◆ TEXT UNDER STUDY
>>>

The Endocrine Pancreas
is made up of Islets of Langerhans. The islets of Langerhans are made up of 4 different types of cells, which secrete substances into the blood:
Alpha cells– glucagon secreting
Beta cells– insulin secreting
Delta cells– somatostatin secreting (to regulate alpha and beta cell function)
PP cells– secrete pancreatic polypeptide, which regulates pancreatic and gastrointestinal secretions.
The Exocrine Pancreas
is involved in digestion, and to this end the pancreas secretes enzymes to assist digestion into the duodenum via the pancreatic ducts. Control of the exocrine function of the pancreas is by secretin, gastrin and cholecystokinin, which are secreted by cells in the stomach and duodenum. Two different cell types in the pancreas are responsible for its endocrine function:
Centroacinar cells– secrete bicarbonate ions to neutralize acidic chyme expelled from the stomach
Basophilic cells– secrete digestive enzymes, including proteases (trypsinogen, chymotrypsinogen), pancreatic lipase and amylase.
Anatomy of the Pancreas
The pancreas is a retroperitoneal organ, posterior to the stomach and between the duodenum on the right and the spleen on the left. The pancreas is divided into 4 parts- head, neck, body and tail.
The head of the pancreas is the part of the gland that the duodenum wraps around (to the right of the superior mesenteric vessels, ie, artery and vein). It attaches to the medial aspect of the descending and horizontal parts of the duodenum. The uncinate process (from the Latin “uncus” for hook) is a projection from the inferior part of the pancreatic head and extends medially to the left, posterior to the superior mesenteric artery. The head of the pancreas lies on top of the inferior vena cava, right renal artery and vein and the left renal vein. The bile duct lies in a groove on the posterosuperior surface of the head, or is embedded in its substance and opens in the descending part of the duodenum.
The neck of the pancreas overlies the superior mesenteric vessels. The anterior surface of the neck is covered by peritoneum and is adjacent to the pylorus of the stomach. The superior mesenteric vein joins the splenic vein posterior to the neck to form the portal vein.
The body of the pancreas continues from the neck and lies to the left of the superior mesenteric vessels, passing over the aorta and L2 vertebra. The anterior surface of the body of the pancreas is covered with peritoneum and forms part of the stomach bed. The posterior surface has no peritoneal covering and is in contact with the aorta, superior mesenteric artery, left suprarenal gland and left kidney and renal vessels.

<<<

◆ EXERCISE A
Copy the part of the pancreas text that begins "The Exocrine Pancreas" and ends "lipase and amylase.", renaming "Basophilic cells" as "Acinar cells".
◆ EXERCISE B
Please carry the pancreas text on from its last sentence.
The data has no connection to the pancreas text.

◆ SUPPLIED MATERIAL
>>>

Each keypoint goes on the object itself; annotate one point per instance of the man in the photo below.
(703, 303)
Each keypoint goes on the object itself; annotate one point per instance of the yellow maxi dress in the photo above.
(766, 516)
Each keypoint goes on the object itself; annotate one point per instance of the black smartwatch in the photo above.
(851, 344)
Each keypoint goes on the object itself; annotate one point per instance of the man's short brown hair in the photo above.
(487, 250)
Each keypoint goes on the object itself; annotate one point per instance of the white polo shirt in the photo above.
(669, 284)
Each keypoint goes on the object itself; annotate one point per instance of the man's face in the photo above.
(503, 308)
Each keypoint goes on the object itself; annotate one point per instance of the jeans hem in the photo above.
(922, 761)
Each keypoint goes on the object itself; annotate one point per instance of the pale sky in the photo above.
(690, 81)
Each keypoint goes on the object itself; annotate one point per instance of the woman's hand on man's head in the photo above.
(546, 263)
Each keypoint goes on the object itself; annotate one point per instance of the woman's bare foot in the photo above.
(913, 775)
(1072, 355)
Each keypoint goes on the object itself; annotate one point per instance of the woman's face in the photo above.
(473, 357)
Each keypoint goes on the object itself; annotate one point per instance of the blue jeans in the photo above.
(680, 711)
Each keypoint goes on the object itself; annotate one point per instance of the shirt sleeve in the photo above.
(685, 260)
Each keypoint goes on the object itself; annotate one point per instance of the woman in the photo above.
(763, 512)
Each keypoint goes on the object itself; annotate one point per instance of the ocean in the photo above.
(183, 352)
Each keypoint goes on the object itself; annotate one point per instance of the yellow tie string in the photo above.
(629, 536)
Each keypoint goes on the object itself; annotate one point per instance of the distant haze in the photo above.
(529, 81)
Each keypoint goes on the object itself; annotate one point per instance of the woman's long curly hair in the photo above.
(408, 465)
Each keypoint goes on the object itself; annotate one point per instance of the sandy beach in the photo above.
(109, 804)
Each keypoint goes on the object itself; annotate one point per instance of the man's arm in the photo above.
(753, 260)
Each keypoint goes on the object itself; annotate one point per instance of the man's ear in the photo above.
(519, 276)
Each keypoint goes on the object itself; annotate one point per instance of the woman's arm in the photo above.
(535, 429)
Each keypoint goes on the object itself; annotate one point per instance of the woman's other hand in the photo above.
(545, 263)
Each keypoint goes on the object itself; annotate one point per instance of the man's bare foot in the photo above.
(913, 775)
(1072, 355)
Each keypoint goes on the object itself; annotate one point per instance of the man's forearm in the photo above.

<<<

◆ TASK RESULT A
The Exocrine Pancreas
is involved in digestion, and to this end the pancreas secretes enzymes to assist digestion into the duodenum via the pancreatic ducts. Control of the exocrine function of the pancreas is by secretin, gastrin and cholecystokinin, which are secreted by cells in the stomach and duodenum. Two different cell types in the pancreas are responsible for its endocrine function:
Centroacinar cells– secrete bicarbonate ions to neutralize acidic chyme expelled from the stomach
Acinar cells– secrete digestive enzymes, including proteases (trypsinogen, chymotrypsinogen), pancreatic lipase and amylase.

◆ TASK RESULT B
The tail of the pancreas lies anteriorly to the left kidney, where it is closely related to the splenic hilum and the left colic flexure. The tail is relatively mobile and passes between the layers of the splenorenal ligament with the splenic vessels. The tip of the tail is usually blunted and turned superiorly.
The main pancreatic duct begins in the tail of the pancreas and runs through the parenchyma of the gland to the pancreatic head: here it turns inferiorly and is closely related to the bile duct. Usually, the main pancreatic duct and bile duct unite to form the short, dilated hepatopancreatic ampulla (of Vater), which opens into the descending part of the duodenum at the summit of the major duodenal papilla. At least 25% of the time, the ducts open into the duodenum separately. The sphincter of the bile duct (around the termination of the bile duct), and the hepatopncreatic sphincter (of Oddi)- around the hepatopancreatic ampulla- are smooth muscle sphincters that control the flow of bile and pancreatic juice into the duodenum. An accessory pancreatic duct opens into the duodenum at the minor duodenal papilla. Usually (60%), the accessory duct communicates with the main pancreatic duct. IN some cases, the main pancreatic duct is smaller than the accessory pancreatic duct and the two are not connected.
The pancreatic arteries derive mainly from the splenic artery, which forms several arcades with pancreatic branches of the gastroduodenal and superior mesenteric arteries. Supply of the pancreatic head is by the anterior and posterior superior pancreaticoduodenal arteries, branches of the gastroduodenal artery, and the anterior and posterior inferior pancreaticoduodenal arteries, branches of the SMA.